# 练习题目
把下列各行全部重写一遍，其中的请求一并保留；答案里的坐标要整体偏移，每个数值都加上61。

(物体位置标注条目)
**********
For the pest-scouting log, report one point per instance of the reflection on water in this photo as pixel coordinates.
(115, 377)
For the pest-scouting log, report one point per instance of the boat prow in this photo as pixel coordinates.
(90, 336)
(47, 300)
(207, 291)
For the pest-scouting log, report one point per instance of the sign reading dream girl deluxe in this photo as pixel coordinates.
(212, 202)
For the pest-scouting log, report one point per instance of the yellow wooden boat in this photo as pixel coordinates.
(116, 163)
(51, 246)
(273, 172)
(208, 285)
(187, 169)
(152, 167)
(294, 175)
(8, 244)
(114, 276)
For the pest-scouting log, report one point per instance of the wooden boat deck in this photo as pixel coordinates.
**********
# 结果如下
For the pest-scouting log, report one point per instance of the reflection on water in this photo as pixel coordinates.
(176, 438)
For the pest-scouting log, report one point per instance of the boat prow in this photo as pixel coordinates.
(151, 397)
(108, 361)
(268, 352)
For the pest-scouting log, report one point per instance of the sign reading dream girl deluxe in this photo as pixel coordinates.
(273, 263)
For the pest-scouting log, report one point per instance of the yellow wooden boat in this photo as pixel coordinates.
(177, 224)
(112, 307)
(334, 233)
(269, 346)
(248, 230)
(213, 228)
(355, 236)
(69, 305)
(175, 337)
For the pest-scouting log, report one point per instance of the wooden boat deck in this photo as pixel coordinates.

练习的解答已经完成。